REQUIRED WORK: The line holding "Target: church building" and all lines that follow it to the end of the data: return these exactly, and nothing more.

DATASET EXCERPTS:
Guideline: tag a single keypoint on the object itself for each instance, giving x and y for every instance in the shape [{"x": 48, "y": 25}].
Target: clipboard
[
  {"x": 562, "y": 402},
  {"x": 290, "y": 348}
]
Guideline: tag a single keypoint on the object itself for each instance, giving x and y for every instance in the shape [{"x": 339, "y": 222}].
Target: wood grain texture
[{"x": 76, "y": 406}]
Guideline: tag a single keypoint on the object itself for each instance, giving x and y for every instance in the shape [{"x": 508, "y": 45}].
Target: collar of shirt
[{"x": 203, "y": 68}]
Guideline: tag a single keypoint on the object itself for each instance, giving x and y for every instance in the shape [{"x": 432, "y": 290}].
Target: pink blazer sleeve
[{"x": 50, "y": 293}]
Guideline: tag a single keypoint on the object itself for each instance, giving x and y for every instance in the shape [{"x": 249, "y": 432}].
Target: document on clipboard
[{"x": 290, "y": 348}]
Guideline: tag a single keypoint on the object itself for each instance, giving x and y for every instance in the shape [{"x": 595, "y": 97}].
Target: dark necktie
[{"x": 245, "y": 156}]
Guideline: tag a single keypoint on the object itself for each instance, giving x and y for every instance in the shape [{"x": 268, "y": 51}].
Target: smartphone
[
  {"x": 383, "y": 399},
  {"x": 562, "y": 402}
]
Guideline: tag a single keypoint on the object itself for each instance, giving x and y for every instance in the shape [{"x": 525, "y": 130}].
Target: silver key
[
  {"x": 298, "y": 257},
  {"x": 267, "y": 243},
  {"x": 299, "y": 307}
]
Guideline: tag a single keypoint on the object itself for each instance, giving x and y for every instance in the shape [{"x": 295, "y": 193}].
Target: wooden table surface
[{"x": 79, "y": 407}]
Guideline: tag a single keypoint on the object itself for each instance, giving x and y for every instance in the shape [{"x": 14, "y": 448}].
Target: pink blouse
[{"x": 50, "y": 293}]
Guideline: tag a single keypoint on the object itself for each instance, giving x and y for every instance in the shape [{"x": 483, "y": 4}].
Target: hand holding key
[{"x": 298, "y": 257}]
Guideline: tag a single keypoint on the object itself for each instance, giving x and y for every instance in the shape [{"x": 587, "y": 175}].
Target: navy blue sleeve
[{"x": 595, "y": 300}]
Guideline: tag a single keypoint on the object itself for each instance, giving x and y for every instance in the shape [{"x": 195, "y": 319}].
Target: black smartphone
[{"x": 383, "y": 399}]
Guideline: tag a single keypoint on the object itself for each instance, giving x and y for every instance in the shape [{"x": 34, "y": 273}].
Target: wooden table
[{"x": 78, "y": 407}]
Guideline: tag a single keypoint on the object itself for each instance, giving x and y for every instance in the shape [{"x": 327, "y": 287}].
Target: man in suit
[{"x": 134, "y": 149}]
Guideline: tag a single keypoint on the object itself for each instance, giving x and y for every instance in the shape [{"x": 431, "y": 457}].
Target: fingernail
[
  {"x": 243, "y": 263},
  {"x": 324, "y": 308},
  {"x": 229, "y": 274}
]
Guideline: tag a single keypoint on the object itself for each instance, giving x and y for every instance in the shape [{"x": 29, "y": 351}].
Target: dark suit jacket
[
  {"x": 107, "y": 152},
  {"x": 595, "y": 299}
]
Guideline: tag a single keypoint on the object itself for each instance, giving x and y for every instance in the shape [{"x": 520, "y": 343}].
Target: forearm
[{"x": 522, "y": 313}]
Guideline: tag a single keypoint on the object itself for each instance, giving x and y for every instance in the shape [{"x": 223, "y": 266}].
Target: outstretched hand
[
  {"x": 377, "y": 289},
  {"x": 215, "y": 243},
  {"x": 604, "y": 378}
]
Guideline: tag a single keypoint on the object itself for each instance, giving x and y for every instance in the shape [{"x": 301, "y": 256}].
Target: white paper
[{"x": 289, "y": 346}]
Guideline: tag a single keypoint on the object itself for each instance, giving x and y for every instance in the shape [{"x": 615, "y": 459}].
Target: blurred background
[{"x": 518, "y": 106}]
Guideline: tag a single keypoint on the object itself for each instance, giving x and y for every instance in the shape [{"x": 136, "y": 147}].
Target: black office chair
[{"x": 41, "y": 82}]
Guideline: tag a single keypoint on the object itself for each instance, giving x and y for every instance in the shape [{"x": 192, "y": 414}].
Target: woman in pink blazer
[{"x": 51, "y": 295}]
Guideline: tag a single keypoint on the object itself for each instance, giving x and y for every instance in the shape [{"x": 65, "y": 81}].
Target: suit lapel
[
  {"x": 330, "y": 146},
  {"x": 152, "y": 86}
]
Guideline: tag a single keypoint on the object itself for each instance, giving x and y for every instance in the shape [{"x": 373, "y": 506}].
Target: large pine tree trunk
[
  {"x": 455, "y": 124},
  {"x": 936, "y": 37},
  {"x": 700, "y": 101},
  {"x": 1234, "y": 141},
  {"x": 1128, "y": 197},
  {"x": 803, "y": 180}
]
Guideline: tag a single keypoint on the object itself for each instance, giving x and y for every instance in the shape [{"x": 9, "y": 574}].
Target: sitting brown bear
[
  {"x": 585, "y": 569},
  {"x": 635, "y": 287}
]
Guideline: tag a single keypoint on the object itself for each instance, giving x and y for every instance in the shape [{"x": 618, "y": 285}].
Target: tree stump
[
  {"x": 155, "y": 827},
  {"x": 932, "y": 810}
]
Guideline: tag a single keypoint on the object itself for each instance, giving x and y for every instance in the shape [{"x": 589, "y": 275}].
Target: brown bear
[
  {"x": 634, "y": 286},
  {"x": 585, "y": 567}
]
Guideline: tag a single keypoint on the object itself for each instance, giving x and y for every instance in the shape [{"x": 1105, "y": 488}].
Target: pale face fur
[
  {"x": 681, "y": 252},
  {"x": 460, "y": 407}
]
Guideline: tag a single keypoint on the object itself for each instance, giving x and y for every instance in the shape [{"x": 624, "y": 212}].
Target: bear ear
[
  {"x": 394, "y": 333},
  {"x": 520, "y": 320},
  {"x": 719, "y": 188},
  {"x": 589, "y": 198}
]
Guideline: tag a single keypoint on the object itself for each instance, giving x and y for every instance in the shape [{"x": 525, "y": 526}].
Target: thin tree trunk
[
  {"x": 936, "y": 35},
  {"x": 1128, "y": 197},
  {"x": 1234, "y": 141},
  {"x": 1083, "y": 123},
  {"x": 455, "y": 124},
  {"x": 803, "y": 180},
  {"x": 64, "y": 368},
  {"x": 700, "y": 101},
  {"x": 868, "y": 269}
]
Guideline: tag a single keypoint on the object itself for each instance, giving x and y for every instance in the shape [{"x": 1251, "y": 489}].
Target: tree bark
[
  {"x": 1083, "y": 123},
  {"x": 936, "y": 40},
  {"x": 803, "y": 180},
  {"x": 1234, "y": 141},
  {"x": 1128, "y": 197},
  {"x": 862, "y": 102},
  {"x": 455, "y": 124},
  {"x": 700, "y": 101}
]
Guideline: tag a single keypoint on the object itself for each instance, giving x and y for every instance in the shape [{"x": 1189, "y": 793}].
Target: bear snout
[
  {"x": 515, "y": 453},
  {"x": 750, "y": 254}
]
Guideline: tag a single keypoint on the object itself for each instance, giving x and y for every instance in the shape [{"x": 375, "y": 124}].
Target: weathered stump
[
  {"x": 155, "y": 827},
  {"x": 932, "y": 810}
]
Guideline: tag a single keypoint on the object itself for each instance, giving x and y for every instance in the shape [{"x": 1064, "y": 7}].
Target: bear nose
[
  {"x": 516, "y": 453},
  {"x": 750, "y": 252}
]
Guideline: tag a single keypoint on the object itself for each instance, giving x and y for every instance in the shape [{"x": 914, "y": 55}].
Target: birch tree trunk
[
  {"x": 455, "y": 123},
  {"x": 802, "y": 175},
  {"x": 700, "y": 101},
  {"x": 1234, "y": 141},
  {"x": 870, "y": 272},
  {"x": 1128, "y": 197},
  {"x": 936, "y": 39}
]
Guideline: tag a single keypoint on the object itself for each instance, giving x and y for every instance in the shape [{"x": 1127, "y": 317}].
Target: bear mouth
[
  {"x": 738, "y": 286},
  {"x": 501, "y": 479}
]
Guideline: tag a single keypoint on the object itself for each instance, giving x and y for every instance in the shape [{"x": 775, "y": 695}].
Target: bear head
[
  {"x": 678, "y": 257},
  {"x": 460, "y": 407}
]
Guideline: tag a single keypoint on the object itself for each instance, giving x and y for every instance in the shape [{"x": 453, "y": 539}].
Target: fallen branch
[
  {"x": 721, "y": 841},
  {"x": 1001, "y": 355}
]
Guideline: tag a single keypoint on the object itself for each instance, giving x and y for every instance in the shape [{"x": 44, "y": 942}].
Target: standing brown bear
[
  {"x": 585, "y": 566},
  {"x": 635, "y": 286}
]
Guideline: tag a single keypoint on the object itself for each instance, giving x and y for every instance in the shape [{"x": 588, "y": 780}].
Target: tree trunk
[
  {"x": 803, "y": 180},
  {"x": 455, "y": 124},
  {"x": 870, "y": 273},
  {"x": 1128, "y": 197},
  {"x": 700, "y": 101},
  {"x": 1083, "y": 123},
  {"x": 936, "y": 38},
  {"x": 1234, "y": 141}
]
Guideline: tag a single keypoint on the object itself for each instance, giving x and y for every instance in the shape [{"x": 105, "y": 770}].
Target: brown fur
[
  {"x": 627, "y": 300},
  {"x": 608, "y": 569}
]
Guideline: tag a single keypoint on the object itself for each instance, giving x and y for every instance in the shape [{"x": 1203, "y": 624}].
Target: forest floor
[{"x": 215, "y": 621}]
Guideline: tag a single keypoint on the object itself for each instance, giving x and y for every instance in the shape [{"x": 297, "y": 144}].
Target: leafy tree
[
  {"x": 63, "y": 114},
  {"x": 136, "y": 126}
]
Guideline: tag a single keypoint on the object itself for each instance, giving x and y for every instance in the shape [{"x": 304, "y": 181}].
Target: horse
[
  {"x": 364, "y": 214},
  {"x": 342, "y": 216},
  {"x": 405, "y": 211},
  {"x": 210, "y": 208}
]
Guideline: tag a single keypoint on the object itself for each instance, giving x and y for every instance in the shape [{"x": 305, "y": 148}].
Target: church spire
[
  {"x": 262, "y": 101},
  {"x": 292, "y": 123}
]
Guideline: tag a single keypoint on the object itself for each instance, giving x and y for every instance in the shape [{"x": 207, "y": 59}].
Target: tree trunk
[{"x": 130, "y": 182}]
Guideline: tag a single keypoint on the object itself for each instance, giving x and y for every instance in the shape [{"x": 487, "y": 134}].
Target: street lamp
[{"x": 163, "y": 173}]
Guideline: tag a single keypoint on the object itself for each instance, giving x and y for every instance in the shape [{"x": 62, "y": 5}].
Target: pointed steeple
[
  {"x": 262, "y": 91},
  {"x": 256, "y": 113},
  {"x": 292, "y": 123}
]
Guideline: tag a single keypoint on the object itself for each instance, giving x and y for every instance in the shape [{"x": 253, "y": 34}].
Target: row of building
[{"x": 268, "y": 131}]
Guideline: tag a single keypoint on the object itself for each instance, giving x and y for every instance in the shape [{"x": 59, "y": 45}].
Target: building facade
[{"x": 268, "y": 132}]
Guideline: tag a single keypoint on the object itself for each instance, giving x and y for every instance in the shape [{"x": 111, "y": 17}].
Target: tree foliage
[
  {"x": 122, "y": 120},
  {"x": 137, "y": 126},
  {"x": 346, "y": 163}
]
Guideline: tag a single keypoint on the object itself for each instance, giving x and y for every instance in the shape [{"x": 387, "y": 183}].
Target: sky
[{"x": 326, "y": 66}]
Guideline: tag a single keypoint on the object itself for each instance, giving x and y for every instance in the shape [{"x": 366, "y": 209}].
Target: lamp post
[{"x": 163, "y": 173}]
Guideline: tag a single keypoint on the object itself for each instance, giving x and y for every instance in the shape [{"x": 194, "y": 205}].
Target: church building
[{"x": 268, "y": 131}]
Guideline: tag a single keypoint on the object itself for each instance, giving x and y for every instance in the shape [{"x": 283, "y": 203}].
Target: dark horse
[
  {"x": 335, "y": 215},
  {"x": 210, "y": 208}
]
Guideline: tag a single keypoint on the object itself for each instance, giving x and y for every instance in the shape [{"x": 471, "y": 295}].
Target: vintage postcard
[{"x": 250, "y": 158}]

RESPONSE:
Target: church building
[{"x": 268, "y": 131}]
Guideline: tag a single keypoint on the object itself for each instance, giving x and y for every instance in the shape [{"x": 283, "y": 203}].
Target: dark horse
[
  {"x": 335, "y": 215},
  {"x": 210, "y": 208}
]
Guideline: tag a single keypoint on the object itself for each instance, giving x and y for every instance in the shape [{"x": 471, "y": 295}].
Target: vintage postcard
[{"x": 250, "y": 158}]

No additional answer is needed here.